## AVAILABLE RECORDS
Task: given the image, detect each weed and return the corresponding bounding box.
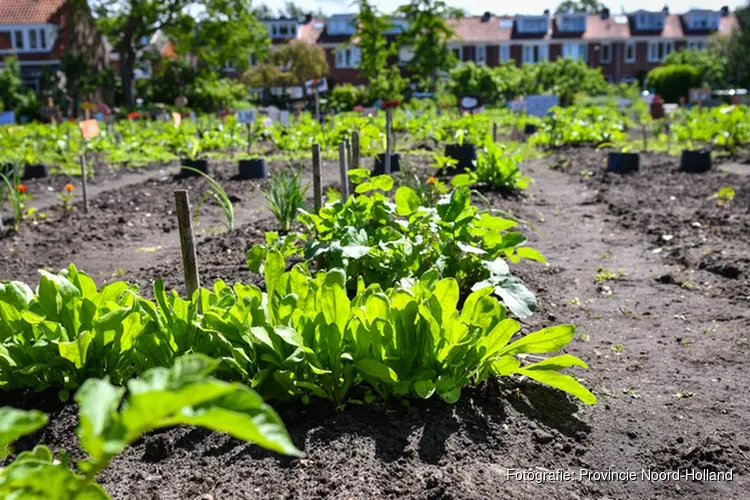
[266,164,309,232]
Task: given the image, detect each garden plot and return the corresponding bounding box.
[4,147,748,500]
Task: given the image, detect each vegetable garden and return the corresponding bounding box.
[1,103,749,499]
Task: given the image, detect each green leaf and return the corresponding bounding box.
[517,368,597,405]
[436,188,469,222]
[74,378,127,464]
[341,245,371,259]
[247,245,267,273]
[413,380,435,399]
[450,173,475,188]
[516,247,547,264]
[58,331,94,369]
[494,281,537,320]
[356,359,399,383]
[394,186,420,216]
[0,408,48,459]
[498,325,576,357]
[320,270,350,331]
[523,354,589,371]
[370,175,394,191]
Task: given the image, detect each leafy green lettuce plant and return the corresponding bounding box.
[0,355,300,499]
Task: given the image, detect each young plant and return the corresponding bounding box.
[266,164,309,232]
[0,165,24,232]
[58,183,75,212]
[181,167,235,231]
[0,355,300,499]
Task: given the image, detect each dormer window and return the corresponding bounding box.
[557,14,586,32]
[685,11,720,30]
[518,17,548,34]
[327,17,356,35]
[267,21,298,39]
[635,12,665,30]
[387,19,409,34]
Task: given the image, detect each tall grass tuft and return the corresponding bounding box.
[266,163,309,232]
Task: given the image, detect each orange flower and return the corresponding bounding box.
[427,177,436,185]
[64,183,74,193]
[17,184,27,194]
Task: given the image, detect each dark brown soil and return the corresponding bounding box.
[3,148,750,499]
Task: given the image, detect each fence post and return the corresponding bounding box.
[312,143,322,212]
[174,190,201,301]
[338,142,349,199]
[385,108,393,174]
[351,130,361,169]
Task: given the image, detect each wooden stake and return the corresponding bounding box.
[351,130,360,169]
[642,124,648,151]
[174,190,201,299]
[312,143,322,212]
[385,108,393,175]
[246,123,252,154]
[79,153,89,213]
[665,117,671,154]
[338,142,349,199]
[314,90,320,123]
[345,138,352,172]
[492,123,498,143]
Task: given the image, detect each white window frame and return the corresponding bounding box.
[648,41,673,62]
[600,42,611,63]
[522,44,548,64]
[499,45,510,63]
[450,45,462,62]
[562,43,588,62]
[625,42,636,63]
[327,18,355,36]
[335,46,360,69]
[687,40,706,50]
[475,45,486,65]
[0,25,56,54]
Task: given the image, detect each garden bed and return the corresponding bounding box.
[4,147,749,499]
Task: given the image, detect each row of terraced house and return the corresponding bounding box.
[262,6,738,87]
[0,0,740,94]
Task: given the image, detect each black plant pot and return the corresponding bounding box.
[1,163,49,180]
[238,158,267,179]
[180,158,210,177]
[524,124,538,135]
[444,143,477,175]
[680,149,712,173]
[373,153,401,175]
[607,152,640,174]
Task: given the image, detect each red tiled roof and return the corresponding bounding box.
[448,16,513,42]
[718,14,739,34]
[298,18,324,44]
[662,14,684,38]
[583,14,631,40]
[0,0,65,25]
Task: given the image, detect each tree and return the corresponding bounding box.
[725,3,750,87]
[0,57,39,118]
[555,0,606,14]
[273,41,329,95]
[279,1,305,18]
[168,0,269,72]
[354,0,393,81]
[662,47,727,89]
[646,65,701,102]
[397,0,459,92]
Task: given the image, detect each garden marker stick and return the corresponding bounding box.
[642,123,648,151]
[352,130,361,169]
[174,190,201,301]
[312,143,322,212]
[314,90,320,123]
[345,138,352,172]
[79,154,89,213]
[339,142,349,200]
[246,123,252,154]
[385,108,393,175]
[493,123,498,143]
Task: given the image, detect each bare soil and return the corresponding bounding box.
[3,148,750,499]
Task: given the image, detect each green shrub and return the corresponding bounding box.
[328,83,368,112]
[646,65,701,103]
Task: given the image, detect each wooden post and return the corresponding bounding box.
[385,108,393,175]
[314,90,320,123]
[230,126,235,159]
[79,153,89,213]
[174,190,201,299]
[642,124,648,151]
[247,122,253,154]
[492,123,498,143]
[351,130,360,170]
[345,138,352,171]
[338,142,349,199]
[312,143,322,212]
[665,116,671,154]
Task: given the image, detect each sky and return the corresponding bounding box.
[292,0,746,16]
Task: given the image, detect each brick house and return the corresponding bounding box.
[0,0,106,91]
[260,5,739,88]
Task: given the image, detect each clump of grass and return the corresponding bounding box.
[595,266,625,283]
[266,164,309,232]
[182,167,235,231]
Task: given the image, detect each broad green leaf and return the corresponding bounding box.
[516,247,547,264]
[432,279,459,319]
[413,380,435,399]
[517,368,597,405]
[320,270,350,331]
[58,331,94,369]
[494,280,537,320]
[394,186,420,216]
[246,245,267,274]
[0,454,108,499]
[341,245,371,259]
[492,356,521,375]
[0,408,48,459]
[436,187,469,222]
[74,378,127,464]
[498,325,576,357]
[356,359,399,383]
[523,354,589,371]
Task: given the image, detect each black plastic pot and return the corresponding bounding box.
[607,152,640,174]
[1,163,49,180]
[444,143,477,175]
[238,158,267,179]
[373,153,401,175]
[680,149,711,173]
[180,158,210,177]
[524,124,538,135]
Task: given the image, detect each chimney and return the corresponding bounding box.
[482,11,492,22]
[720,5,729,16]
[601,8,610,19]
[662,5,669,14]
[304,13,312,23]
[543,9,550,16]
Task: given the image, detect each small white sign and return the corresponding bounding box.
[525,95,559,117]
[236,109,257,124]
[280,110,290,126]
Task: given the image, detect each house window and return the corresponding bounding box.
[328,19,355,35]
[523,45,547,64]
[562,43,587,62]
[560,16,586,32]
[249,53,257,66]
[335,47,360,68]
[399,46,414,65]
[519,18,548,33]
[648,41,673,62]
[625,42,636,63]
[39,29,46,49]
[601,42,611,63]
[271,25,277,36]
[279,24,289,36]
[29,30,37,49]
[637,13,664,30]
[687,40,706,50]
[14,30,23,49]
[476,45,486,65]
[499,45,510,63]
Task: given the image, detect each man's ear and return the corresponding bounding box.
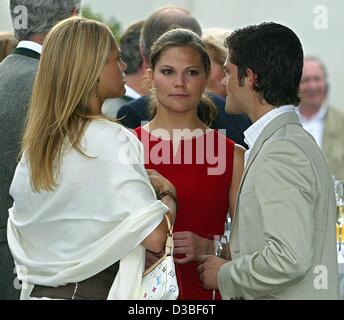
[246,68,257,90]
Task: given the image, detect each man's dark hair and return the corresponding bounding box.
[120,20,144,75]
[141,6,202,63]
[225,22,304,107]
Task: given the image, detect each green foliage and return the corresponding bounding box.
[81,5,122,40]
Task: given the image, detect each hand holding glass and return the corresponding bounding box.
[211,234,229,300]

## PROBLEM STATEMENT
All of the material above must be retyped exactly, line for line, with the images dropped.

## ANSWER FOR THE TASK
Task: given the image, detect each weed and return the corresponding bounding box.
[266,164,309,232]
Task: given the image, detect each garden plot and return the corresponding bounding box.
[4,147,748,500]
Task: given the image, detect each vegetable garden and return the corresponding bounding box.
[1,103,749,499]
Task: given the image, detect each green leaf and return the corresponding bounding box.
[517,368,597,405]
[436,188,469,222]
[74,378,127,464]
[341,245,371,259]
[247,245,267,273]
[413,380,435,399]
[450,173,475,188]
[516,247,547,264]
[58,331,94,369]
[494,281,537,320]
[356,359,399,383]
[394,186,420,216]
[0,408,48,459]
[498,325,576,357]
[320,270,350,331]
[523,354,589,371]
[370,175,394,191]
Task: given the image, detect each leafy green lettuce plant and return the corresponding bounding box.
[0,355,300,499]
Task: given the image, detect each young plant and return the corresponding bounding box.
[266,164,309,232]
[0,165,24,232]
[58,183,75,212]
[181,167,235,231]
[0,355,300,499]
Task: given the image, detect each dormer window and return the corresponding bounding box.
[557,14,586,32]
[685,11,720,30]
[518,17,548,34]
[327,17,356,35]
[267,21,298,39]
[635,12,665,30]
[387,19,409,34]
Task: given the image, detect each tall grass tuft and return the corresponding bounding box.
[266,163,309,232]
Task: given the image, detect each orange flower and return the corresponding bounding box.
[427,177,436,185]
[64,183,74,193]
[17,184,27,194]
Task: given the image, detect each dark brown soil and return the corresponding bounding box.
[3,148,750,499]
Task: given the image, detect each fence post and return the corresponding bounding box.
[312,143,322,212]
[174,190,201,301]
[338,142,349,199]
[385,108,393,174]
[351,130,361,169]
Task: given the image, detect each wooden stake and return the corresponding bounding box.
[351,130,360,169]
[642,124,648,151]
[174,190,201,299]
[312,143,322,212]
[385,108,393,175]
[246,123,252,154]
[79,153,89,213]
[665,117,671,154]
[338,142,349,199]
[314,90,320,123]
[345,138,352,172]
[492,123,498,143]
Task: given the image, detect each white window frame and return the corresponding bounding box.
[648,41,673,62]
[600,42,611,63]
[522,44,548,64]
[499,45,510,63]
[450,45,462,62]
[562,43,588,62]
[625,42,636,63]
[327,18,355,36]
[335,46,360,69]
[687,40,706,50]
[475,45,486,65]
[0,25,56,54]
Task: given the image, detect each garden bed and return the corresponding bounding box.
[4,147,749,499]
Task: given the image, detect each row of terraced house and return the corresponding bounding box.
[262,6,738,87]
[0,0,740,94]
Task: given the image, detect each black plant pot and return the corresponding bounding box.
[1,163,49,180]
[238,158,267,179]
[180,158,210,177]
[524,124,538,135]
[444,143,477,175]
[680,149,712,173]
[373,153,401,175]
[607,152,640,174]
Task: given the image, detect each red tiled roof and return the corresponding bounding box.
[448,16,513,42]
[718,14,739,34]
[298,18,324,44]
[662,14,684,38]
[583,14,631,40]
[0,0,65,25]
Task: given the image, detect each tree and return the corresponding bounding box.
[725,3,750,87]
[0,57,39,118]
[555,0,606,14]
[273,41,329,95]
[279,1,305,18]
[168,0,269,72]
[354,0,393,81]
[662,47,727,89]
[646,65,701,102]
[397,0,459,92]
Task: given the image, detect each garden marker stick and return the corresponding bounding box.
[642,123,648,151]
[352,130,361,169]
[174,190,201,301]
[312,143,322,212]
[314,90,320,123]
[345,138,352,172]
[79,154,89,213]
[339,142,349,200]
[246,123,252,154]
[385,108,393,175]
[493,123,498,143]
Task: given the image, detect each bare soil and return the corresponding bounding box.
[3,148,750,499]
Task: given the image, detect each green shrub and return the corresponding bounding box.
[328,83,368,112]
[646,65,701,103]
Task: given the image, detect each wooden post and return the corresponding bounding box.
[385,108,393,175]
[314,90,320,123]
[230,126,235,159]
[79,153,89,213]
[174,190,201,299]
[642,124,648,151]
[247,122,253,154]
[492,123,498,143]
[351,130,360,170]
[345,138,352,171]
[338,142,349,199]
[312,143,322,212]
[665,116,671,154]
Task: given the image, detect each sky and return the corresponding bounding box.
[292,0,746,16]
Task: given the image, detect each brick house and return the corresponding bounding box.
[0,0,106,91]
[260,5,739,88]
Task: given the image, detect each clump of grass and return the corresponding bounding box.
[595,266,625,283]
[266,164,309,232]
[182,167,235,231]
Task: given the image, detect each broad green leaf and return the corresponding bounding box.
[516,247,547,264]
[432,279,459,319]
[413,380,435,399]
[517,368,597,405]
[320,270,350,331]
[58,331,94,369]
[494,280,537,320]
[394,186,420,216]
[246,245,267,274]
[0,454,108,499]
[341,245,371,259]
[492,356,521,375]
[0,408,48,459]
[436,187,469,222]
[74,378,127,464]
[498,325,576,357]
[356,359,399,383]
[523,354,589,371]
Task: given the image, detect each black plastic pot and return the corresponding bounding box.
[607,152,640,174]
[1,163,49,180]
[444,143,477,175]
[238,158,267,179]
[373,153,401,175]
[680,149,711,173]
[180,158,210,177]
[524,124,538,135]
Task: given the image, detect each chimney and return the corresponding bounding box.
[482,11,492,22]
[720,5,729,16]
[601,8,610,19]
[662,5,669,14]
[304,13,312,23]
[543,9,550,16]
Task: given the image, detect each small white sign and return the corresponding bounding box.
[525,95,559,117]
[236,109,257,124]
[280,110,290,126]
Task: given the image, detect each house window and return the corresponding bounding box.
[328,19,355,35]
[523,45,547,64]
[562,43,587,62]
[560,16,586,32]
[249,53,257,66]
[335,47,360,68]
[399,46,414,65]
[519,18,548,33]
[648,41,673,62]
[625,42,636,63]
[39,29,46,49]
[601,42,611,63]
[271,25,277,36]
[279,24,289,36]
[29,30,37,49]
[637,13,664,30]
[687,40,706,50]
[14,30,23,49]
[476,45,486,65]
[499,45,510,63]
Task: given the image, detect each man's ear and return the corresponding bounding box.
[246,68,257,90]
Task: given the image, detect each man's dark hair and return the corresponding bounding box.
[120,20,144,75]
[141,6,202,63]
[225,22,304,107]
Task: given the image, detect each green foliage and return the corresponding bounding box.
[81,5,122,40]
Task: given the image, detect each hand holding glass and return the corresponding bounding box.
[211,234,229,300]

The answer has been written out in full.